YOUR TASK =
Using the records below, write out the line with "rough mask: <svg" and each line after it through the final one, exactly, and only those.
[Start of section]
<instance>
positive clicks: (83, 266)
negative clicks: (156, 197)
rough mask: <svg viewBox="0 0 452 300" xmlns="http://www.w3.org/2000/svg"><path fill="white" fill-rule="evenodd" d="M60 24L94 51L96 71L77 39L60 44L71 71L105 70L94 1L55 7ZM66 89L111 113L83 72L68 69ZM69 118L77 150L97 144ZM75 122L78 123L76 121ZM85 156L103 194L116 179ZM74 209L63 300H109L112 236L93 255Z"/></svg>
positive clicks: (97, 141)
[End of section]
SOLUTION FOR THIS PROBLEM =
rough mask: <svg viewBox="0 0 452 300" xmlns="http://www.w3.org/2000/svg"><path fill="white" fill-rule="evenodd" d="M60 24L94 51L96 71L77 39L60 44L71 71L105 70L94 1L55 7ZM66 89L111 113L83 72L68 69ZM69 118L77 150L97 144ZM75 122L78 123L76 121ZM85 156L103 194L116 179ZM74 209L63 300H109L112 236L93 255Z"/></svg>
positive clicks: (97, 141)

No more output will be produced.